Image point grounding data:

○ ○ ○ ○ ○

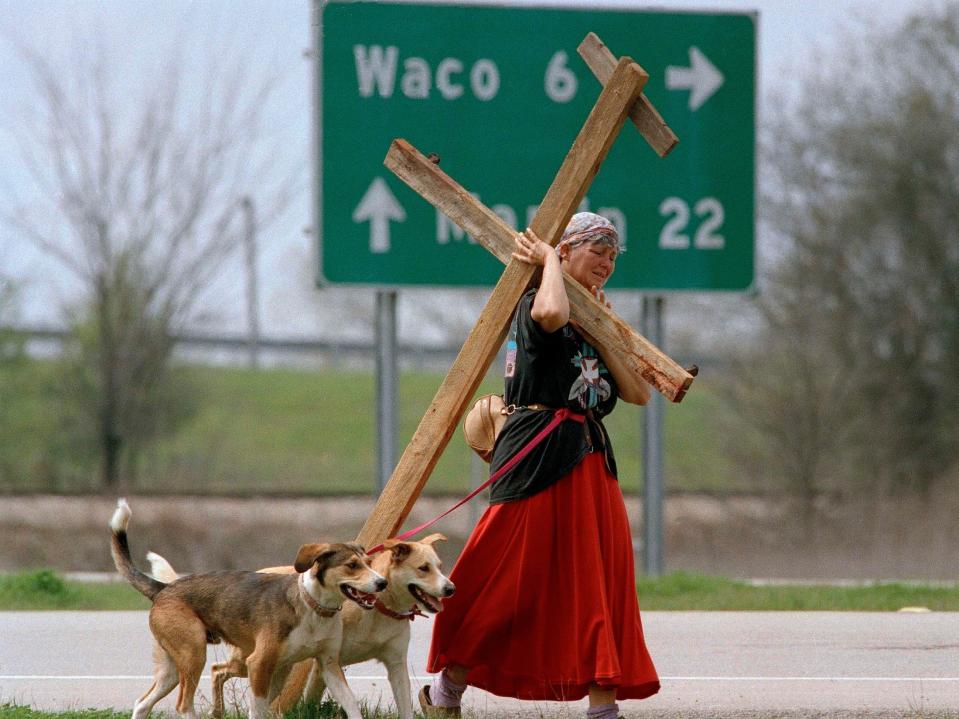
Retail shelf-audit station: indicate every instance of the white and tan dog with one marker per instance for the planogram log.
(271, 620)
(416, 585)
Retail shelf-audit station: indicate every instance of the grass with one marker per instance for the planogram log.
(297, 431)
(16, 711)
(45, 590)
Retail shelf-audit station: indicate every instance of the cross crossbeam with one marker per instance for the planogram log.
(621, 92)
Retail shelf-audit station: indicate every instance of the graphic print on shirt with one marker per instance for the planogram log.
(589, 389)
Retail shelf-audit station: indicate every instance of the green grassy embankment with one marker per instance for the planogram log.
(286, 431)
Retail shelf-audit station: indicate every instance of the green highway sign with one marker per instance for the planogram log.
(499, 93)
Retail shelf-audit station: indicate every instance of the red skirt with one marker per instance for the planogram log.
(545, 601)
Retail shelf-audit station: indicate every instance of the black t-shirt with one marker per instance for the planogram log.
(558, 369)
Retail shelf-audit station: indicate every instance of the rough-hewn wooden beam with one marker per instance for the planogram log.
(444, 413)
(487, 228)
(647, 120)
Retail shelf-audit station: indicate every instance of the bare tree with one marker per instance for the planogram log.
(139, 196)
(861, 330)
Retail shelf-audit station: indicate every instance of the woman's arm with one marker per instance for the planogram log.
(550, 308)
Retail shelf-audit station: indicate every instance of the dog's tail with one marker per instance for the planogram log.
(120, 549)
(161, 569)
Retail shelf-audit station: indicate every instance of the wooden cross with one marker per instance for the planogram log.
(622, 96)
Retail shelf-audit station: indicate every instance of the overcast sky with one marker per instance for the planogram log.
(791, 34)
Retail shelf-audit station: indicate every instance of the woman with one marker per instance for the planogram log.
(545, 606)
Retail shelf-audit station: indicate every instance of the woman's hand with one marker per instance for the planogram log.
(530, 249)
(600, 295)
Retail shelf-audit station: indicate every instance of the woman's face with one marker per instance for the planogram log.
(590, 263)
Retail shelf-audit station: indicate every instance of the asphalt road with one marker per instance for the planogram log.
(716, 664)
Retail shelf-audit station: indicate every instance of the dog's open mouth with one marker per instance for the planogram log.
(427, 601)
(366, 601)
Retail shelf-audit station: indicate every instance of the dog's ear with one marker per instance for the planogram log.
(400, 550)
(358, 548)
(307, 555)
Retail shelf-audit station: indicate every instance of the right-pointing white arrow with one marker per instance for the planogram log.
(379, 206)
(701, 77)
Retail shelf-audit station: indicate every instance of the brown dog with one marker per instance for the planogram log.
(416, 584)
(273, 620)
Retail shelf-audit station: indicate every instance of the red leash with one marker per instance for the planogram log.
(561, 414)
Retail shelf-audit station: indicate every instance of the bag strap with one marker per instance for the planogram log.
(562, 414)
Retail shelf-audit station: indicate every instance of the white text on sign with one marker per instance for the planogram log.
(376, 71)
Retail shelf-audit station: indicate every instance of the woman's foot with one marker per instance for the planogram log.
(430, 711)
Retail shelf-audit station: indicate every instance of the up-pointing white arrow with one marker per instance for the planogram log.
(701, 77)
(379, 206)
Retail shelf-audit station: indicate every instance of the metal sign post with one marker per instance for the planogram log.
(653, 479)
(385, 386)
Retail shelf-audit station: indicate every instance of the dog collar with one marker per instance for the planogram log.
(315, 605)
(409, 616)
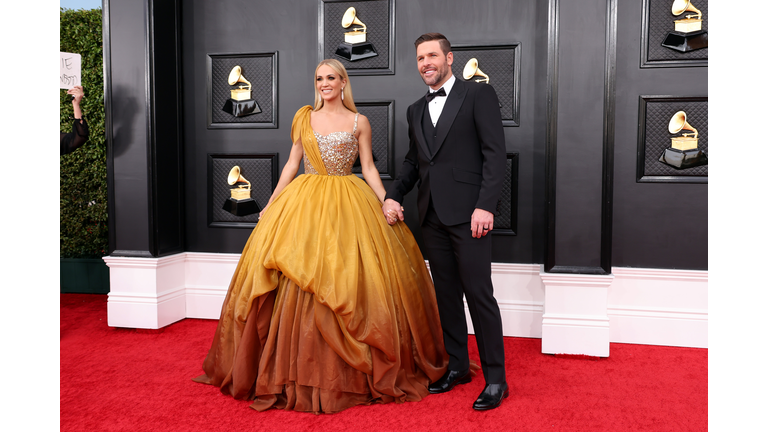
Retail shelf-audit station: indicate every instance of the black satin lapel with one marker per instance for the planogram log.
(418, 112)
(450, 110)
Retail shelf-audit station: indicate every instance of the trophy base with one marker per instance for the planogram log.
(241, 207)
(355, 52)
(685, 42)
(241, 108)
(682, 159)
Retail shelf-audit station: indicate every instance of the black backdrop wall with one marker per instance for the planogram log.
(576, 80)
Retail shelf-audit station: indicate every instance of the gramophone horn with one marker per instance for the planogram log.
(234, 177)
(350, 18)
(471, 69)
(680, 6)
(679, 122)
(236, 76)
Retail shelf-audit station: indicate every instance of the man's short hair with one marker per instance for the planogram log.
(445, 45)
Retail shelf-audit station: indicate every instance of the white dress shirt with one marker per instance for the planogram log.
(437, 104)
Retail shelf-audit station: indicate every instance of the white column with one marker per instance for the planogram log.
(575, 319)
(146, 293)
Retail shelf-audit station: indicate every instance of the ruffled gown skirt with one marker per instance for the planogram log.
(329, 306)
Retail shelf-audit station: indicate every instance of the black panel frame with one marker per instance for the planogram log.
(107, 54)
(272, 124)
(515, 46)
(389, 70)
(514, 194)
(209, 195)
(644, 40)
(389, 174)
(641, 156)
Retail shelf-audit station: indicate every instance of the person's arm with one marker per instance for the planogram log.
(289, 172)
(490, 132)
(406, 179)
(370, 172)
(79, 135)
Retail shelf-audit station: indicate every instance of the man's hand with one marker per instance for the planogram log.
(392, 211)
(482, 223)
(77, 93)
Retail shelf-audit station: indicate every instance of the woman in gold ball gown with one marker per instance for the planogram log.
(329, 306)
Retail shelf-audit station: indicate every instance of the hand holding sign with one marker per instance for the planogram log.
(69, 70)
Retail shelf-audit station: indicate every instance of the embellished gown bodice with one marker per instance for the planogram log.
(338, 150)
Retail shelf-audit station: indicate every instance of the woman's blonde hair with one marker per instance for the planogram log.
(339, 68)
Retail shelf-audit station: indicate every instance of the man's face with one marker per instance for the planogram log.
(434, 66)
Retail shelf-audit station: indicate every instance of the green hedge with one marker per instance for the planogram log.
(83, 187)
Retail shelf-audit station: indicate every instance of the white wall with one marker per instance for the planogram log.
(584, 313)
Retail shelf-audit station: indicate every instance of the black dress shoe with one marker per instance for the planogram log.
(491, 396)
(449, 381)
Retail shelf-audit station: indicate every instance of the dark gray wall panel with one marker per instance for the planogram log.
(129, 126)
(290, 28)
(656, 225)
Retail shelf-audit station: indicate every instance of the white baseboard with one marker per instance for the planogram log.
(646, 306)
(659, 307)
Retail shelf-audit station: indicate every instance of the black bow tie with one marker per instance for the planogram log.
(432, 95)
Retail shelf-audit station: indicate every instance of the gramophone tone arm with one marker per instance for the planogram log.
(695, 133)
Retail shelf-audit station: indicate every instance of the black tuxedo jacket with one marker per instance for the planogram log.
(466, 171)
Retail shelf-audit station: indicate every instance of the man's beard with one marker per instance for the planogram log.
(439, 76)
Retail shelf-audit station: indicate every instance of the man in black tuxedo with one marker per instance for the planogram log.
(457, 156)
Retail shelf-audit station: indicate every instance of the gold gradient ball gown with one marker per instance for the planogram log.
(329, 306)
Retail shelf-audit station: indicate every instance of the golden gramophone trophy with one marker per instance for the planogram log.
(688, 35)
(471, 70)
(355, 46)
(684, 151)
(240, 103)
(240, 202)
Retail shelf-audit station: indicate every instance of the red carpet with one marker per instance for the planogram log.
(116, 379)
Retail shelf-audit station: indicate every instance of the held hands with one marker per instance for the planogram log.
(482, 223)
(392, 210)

○ ○ ○ ○ ○

» Instructions to follow
Letter for letter, reproduce every record above and skip the pictures.

» Response area
Retail shelf-audit station: indicate every instance of the white and tan dog with one marker per instance for the planogram log.
(271, 620)
(416, 585)
Retail shelf-audit station: indicate every instance of the grass with one marker per instance for the planogram log.
(297, 431)
(16, 711)
(45, 590)
Retail shelf-audit station: indicate every instance of the cross crossbeam with one marker per instance for the planogram log.
(621, 92)
Retail shelf-audit station: indicate every instance of the graphic print on shirt with one marker per instance for the planogram log.
(589, 389)
Retail shelf-audit station: indicate every instance of the green grassy embankment with one marker per instance for the planogram log.
(286, 431)
Retail shelf-audit station: indicate every instance of the green highway sign with one marker per instance for the planogram log.
(499, 93)
Retail shelf-audit station: indicate every instance of the red skirt with one marker per instance for the planogram log.
(545, 601)
Retail shelf-audit station: indicate every instance of the black t-shirt with one marker per instance for the planogram log.
(558, 369)
Retail shelf-audit station: indicate every instance of the rough-hewn wooden beam with one marker per instance for the planogram log.
(444, 413)
(487, 228)
(647, 120)
Retail shelf-audit station: indicate every instance of the bare tree with one marker per instance for the planogram log.
(139, 196)
(861, 330)
Retail shelf-audit station: indicate every instance of the woman's arm with one marker per instance for the planogram log.
(550, 308)
Retail shelf-audit station: indicate every instance of the dog's tail with one marker per instance for the planogram log.
(120, 549)
(161, 569)
Retail shelf-audit station: indicate every instance of the wooden cross with one marker per instance for the planogram log.
(622, 96)
Retail shelf-audit station: indicate every instance of the overcast sky with one marker per instance for the planogram log.
(791, 34)
Retail shelf-audit station: indicate every instance of the woman with one marker per instance for the planogram log.
(545, 606)
Retail shelf-audit station: indicate every instance of the woman's hand with one marker per instance for the planogram log.
(530, 249)
(600, 295)
Retail shelf-audit station: indicate every instance of the woman's face with one marker per instance for the planogram log.
(590, 263)
Retail shelf-audit station: indicate every instance of the asphalt road with one marker per instance for the planogram log.
(716, 664)
Retail shelf-audit station: indicate every instance of the dog's open mouth with one marker per instance for the planogram log.
(427, 601)
(366, 601)
Retail shelf-audit station: indicate every instance of the dog's ear with one marker per instance for the planogram log.
(400, 550)
(358, 548)
(307, 555)
Retail shelf-audit station: indicate every instance of the right-pointing white arrow with one marker per instance for the planogram log.
(379, 206)
(701, 77)
Retail shelf-audit station: indicate every instance of the brown dog with one marker per instance for the planogram log.
(416, 584)
(273, 620)
Retail shelf-audit station: indicate every instance of the red leash with one marker per instance for the planogram log.
(561, 414)
Retail shelf-audit station: indicate every instance of the bag strap with one marker per instance for the planogram log.
(562, 414)
Retail shelf-audit station: indicate every instance of the white text on sign with one marker per instance for the planogram log.
(376, 71)
Retail shelf-audit station: indicate every instance of the woman's foot with one marker per instance for the planogram log.
(430, 711)
Retail shelf-audit station: indicate every instance of the up-pointing white arrow with one marker per instance for the planogram log.
(701, 77)
(379, 206)
Retail shelf-audit station: indicate every instance of the metal sign post with one marker per instance for the planogram log.
(653, 479)
(385, 386)
Retail shelf-audit station: indicate every instance of the dog collar with one marker per instance for the planogram log.
(315, 605)
(409, 616)
Retail shelf-audit station: indicate every instance of the black satin lapel with one marker per instance for the planogram log.
(418, 112)
(450, 110)
Retail shelf-audit station: indicate every instance of the trophy base with one marker per instance for the planogram log.
(241, 207)
(355, 52)
(685, 42)
(241, 108)
(682, 159)
Retail shelf-audit station: indicate every instance of the black backdrop wall with one marker per instance for the planogram log.
(576, 80)
Retail shelf-audit station: indicate every instance of the gramophone horn with one marker per instance for the planogram log.
(234, 177)
(350, 18)
(471, 69)
(680, 6)
(679, 122)
(236, 76)
Retail shelf-audit station: indicate every instance of the man's short hair with one marker per instance for the planogram log.
(445, 45)
Retail shelf-audit station: indicate every instance of the white dress shirt with one marker per instance for the planogram log.
(437, 104)
Retail shelf-audit station: indicate every instance of the white column with one marker per instance for the planogram log.
(575, 319)
(146, 293)
Retail shelf-audit station: indicate every instance of the ruffled gown skirt with one marker per instance for the planogram log.
(329, 306)
Retail shelf-audit station: indicate every instance of the black panel frame with one marker per instance for the planogram log.
(107, 54)
(272, 124)
(515, 46)
(389, 70)
(514, 194)
(209, 195)
(644, 40)
(389, 174)
(641, 156)
Retail shelf-audit station: indicate every instance of the person's arm with one marker per instance for the planogram log.
(289, 172)
(490, 132)
(406, 179)
(370, 172)
(79, 135)
Retail shelf-audit station: indicate every instance of the man's hand with one marker per instance for the planogram log.
(392, 211)
(482, 223)
(77, 93)
Retail shelf-audit station: indicate every instance of the woman in gold ball gown with one marker per instance for the planogram log.
(329, 306)
Retail shelf-audit station: indicate every instance of the hand holding sign with one marker per instance for the planogram log.
(69, 70)
Retail shelf-audit station: indicate every instance of the embellished gown bodice with one marker per instance for the planogram log.
(338, 150)
Retail shelf-audit station: indicate every instance of the woman's blonde hair with one marker per instance for the planogram log.
(339, 68)
Retail shelf-audit station: indicate every instance of the man's face with one marker per instance for the planogram log.
(434, 66)
Retail shelf-audit station: indicate every instance of the green hedge with one marker per instance for the planogram log.
(83, 187)
Retail shelf-audit station: indicate every instance of the white wall with one marker per instance for the planogram log.
(584, 313)
Retail shelf-audit station: indicate every instance of the black dress shoe with one marker per instance for the planogram log.
(491, 396)
(449, 381)
Retail shelf-audit station: indicate every instance of the dark gray wall panel with one marker per instance for the planogram log.
(129, 126)
(290, 28)
(656, 225)
Retail shelf-audit station: indicate every instance of the white baseboard with one marker per instance for the planogram log.
(646, 306)
(659, 307)
Retail shelf-audit station: indicate every instance of the black bow tie with one marker per instance for the planogram log.
(432, 95)
Retail shelf-audit station: indicate every instance of the gramophone tone arm with one marker per instance for the planogram log.
(695, 133)
Retail shelf-audit station: indicate every instance of the black tuxedo jacket with one marker per instance for the planogram log.
(466, 171)
Retail shelf-audit station: indicate every instance of the man's beard with one marker per instance for the planogram log.
(439, 76)
Retail shelf-audit station: indicate every instance of the man in black tuxedo with one marker per instance for the planogram log.
(457, 156)
Retail shelf-audit station: indicate every instance of the gold gradient ball gown with one marker per instance for the planogram log.
(329, 306)
Retail shelf-audit station: indicate every instance of the golden gramophone trophy with one marker per instance for the planogram log.
(688, 35)
(471, 70)
(355, 46)
(684, 151)
(240, 103)
(240, 202)
Retail shelf-audit station: indicate every instance of the red carpet with one marker per instance for the planogram log.
(116, 379)
Retail shelf-audit station: indicate every instance of the held hands with one marker per instance for the planogram log.
(482, 223)
(392, 210)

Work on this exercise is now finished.